* [Exercise]:
Only lines containing the string "cream" belong in the answer; copy all of them from the entries.

Data excerpts:
:::::

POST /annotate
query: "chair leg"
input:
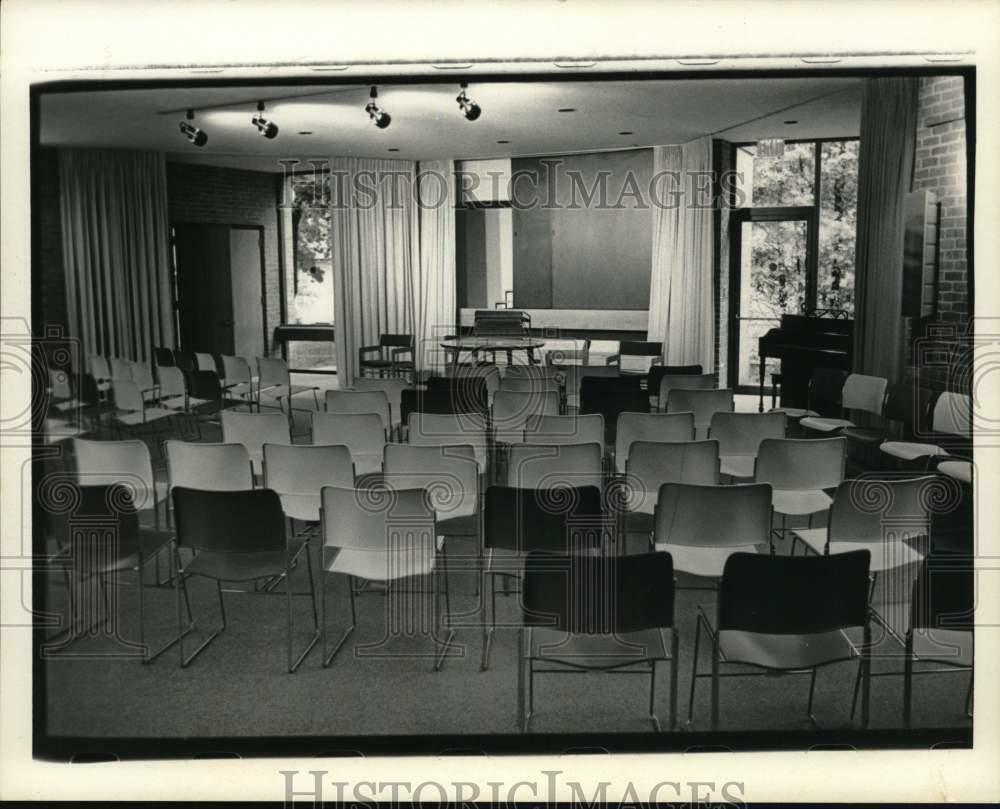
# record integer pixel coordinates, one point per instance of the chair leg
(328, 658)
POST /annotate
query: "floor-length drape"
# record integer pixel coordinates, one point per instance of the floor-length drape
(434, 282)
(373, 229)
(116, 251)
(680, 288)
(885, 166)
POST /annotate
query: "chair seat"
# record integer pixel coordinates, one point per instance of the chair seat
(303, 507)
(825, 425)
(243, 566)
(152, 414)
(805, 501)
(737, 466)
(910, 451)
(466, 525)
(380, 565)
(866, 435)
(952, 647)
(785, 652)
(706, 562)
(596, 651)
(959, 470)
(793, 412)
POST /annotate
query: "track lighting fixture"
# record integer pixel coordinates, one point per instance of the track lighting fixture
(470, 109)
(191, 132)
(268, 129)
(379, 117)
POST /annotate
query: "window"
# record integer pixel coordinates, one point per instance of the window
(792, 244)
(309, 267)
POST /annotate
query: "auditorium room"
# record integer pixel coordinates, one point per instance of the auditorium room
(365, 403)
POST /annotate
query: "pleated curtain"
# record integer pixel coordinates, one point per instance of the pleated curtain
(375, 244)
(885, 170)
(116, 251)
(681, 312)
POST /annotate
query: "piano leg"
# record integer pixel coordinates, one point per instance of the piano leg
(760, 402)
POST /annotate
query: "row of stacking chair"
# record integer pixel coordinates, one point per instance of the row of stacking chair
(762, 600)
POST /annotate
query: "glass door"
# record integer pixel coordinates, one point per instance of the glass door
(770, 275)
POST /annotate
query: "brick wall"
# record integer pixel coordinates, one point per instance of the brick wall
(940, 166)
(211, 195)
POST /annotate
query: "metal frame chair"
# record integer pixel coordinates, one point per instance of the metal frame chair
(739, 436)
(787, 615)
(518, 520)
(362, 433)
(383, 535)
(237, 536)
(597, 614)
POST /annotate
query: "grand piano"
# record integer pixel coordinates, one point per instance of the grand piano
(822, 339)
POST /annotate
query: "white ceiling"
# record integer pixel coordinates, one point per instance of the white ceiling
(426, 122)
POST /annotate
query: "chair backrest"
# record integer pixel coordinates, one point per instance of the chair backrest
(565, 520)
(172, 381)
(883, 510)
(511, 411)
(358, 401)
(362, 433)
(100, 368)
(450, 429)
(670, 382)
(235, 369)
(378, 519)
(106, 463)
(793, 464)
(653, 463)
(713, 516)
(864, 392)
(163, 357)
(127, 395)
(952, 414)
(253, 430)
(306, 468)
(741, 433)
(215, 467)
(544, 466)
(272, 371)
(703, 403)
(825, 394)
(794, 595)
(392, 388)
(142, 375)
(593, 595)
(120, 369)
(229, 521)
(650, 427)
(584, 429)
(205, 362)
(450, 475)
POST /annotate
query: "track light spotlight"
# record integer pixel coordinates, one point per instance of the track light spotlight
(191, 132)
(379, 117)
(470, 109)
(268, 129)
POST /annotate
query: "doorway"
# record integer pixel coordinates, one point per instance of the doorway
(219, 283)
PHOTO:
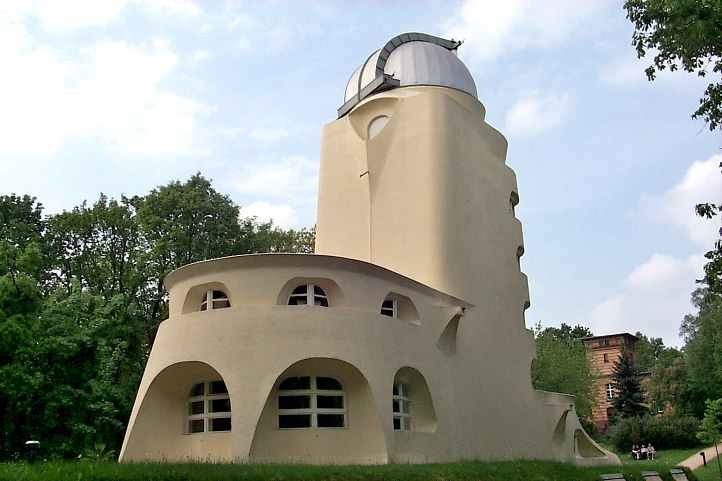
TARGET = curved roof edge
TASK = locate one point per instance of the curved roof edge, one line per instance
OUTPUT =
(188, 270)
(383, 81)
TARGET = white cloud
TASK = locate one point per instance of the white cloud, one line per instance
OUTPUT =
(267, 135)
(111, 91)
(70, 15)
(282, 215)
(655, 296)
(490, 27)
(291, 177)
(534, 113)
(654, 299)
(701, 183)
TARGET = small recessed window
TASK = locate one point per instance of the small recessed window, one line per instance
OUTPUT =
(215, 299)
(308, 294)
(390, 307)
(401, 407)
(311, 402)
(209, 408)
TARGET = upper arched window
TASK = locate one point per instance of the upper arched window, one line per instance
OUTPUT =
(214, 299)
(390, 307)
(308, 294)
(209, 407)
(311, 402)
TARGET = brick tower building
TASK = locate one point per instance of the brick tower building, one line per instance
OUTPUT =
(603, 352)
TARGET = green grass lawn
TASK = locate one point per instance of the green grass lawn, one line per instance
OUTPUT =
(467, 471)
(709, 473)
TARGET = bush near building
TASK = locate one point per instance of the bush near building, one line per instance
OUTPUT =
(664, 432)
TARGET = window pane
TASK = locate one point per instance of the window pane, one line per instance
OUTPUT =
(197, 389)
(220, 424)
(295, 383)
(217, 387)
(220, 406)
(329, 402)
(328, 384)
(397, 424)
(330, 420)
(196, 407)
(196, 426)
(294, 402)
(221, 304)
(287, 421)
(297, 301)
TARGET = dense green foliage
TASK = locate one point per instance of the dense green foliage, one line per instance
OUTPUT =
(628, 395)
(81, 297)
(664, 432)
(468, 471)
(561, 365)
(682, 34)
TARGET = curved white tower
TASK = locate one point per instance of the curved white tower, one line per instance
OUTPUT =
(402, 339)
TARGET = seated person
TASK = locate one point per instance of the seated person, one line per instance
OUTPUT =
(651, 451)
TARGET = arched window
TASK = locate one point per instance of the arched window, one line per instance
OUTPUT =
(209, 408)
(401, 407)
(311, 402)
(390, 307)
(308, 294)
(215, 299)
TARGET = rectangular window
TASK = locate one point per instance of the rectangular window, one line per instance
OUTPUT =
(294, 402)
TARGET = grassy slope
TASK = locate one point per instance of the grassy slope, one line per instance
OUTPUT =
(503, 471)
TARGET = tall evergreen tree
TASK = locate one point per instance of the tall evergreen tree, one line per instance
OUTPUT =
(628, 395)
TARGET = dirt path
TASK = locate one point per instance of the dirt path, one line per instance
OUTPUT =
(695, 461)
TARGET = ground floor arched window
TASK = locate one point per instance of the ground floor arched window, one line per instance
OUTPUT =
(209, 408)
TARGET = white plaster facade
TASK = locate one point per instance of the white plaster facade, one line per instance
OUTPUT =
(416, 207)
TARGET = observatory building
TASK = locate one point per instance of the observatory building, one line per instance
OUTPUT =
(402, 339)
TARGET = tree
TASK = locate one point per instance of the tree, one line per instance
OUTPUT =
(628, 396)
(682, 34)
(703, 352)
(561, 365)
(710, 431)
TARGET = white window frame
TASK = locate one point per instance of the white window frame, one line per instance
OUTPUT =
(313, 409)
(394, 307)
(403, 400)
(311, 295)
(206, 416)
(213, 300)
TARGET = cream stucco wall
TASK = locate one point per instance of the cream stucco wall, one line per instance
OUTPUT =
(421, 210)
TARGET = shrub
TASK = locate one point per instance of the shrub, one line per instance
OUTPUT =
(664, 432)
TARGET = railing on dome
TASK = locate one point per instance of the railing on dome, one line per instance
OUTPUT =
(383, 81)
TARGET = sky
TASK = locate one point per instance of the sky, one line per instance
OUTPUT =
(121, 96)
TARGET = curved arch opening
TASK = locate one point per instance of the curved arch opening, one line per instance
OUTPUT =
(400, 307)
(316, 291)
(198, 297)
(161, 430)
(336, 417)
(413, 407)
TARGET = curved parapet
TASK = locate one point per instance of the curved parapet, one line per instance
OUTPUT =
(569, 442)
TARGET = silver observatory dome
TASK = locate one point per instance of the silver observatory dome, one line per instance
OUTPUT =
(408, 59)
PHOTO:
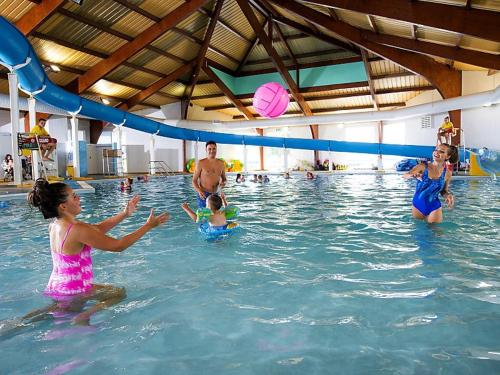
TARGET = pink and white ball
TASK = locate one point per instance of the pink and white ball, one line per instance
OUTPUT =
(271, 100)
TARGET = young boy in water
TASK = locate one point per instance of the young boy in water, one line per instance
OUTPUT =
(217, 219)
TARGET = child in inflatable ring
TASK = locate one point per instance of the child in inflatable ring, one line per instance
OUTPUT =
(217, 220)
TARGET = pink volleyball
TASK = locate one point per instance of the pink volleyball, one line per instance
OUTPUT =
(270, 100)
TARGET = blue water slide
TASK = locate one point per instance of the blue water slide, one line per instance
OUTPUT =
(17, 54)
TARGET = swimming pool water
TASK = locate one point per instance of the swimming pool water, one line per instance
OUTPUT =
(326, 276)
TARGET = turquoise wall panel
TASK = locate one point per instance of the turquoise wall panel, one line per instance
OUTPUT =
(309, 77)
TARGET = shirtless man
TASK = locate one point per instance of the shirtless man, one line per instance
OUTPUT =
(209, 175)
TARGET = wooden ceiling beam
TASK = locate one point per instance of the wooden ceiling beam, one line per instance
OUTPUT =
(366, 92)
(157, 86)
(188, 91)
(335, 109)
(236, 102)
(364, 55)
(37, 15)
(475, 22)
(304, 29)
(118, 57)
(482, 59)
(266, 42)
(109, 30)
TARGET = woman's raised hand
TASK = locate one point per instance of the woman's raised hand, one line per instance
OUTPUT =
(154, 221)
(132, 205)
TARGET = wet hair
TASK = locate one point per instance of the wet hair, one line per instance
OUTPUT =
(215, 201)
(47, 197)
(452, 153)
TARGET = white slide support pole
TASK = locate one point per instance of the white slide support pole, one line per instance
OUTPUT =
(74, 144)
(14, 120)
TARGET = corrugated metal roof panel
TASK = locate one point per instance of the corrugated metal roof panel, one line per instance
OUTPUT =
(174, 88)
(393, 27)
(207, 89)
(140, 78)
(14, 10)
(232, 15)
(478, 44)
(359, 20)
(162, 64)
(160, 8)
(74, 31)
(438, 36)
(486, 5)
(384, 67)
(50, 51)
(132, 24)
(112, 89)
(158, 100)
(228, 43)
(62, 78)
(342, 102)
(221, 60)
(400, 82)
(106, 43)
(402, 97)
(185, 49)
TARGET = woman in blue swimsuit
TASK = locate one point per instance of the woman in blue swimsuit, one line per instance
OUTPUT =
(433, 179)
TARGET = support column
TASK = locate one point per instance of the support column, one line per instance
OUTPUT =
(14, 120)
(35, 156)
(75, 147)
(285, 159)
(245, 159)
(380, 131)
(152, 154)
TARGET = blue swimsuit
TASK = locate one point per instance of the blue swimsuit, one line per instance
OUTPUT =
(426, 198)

:::::

* [The answer]:
TARGET = cream stucco wall
TASK = locate one point per instance of the cream stucco wall, one line per instance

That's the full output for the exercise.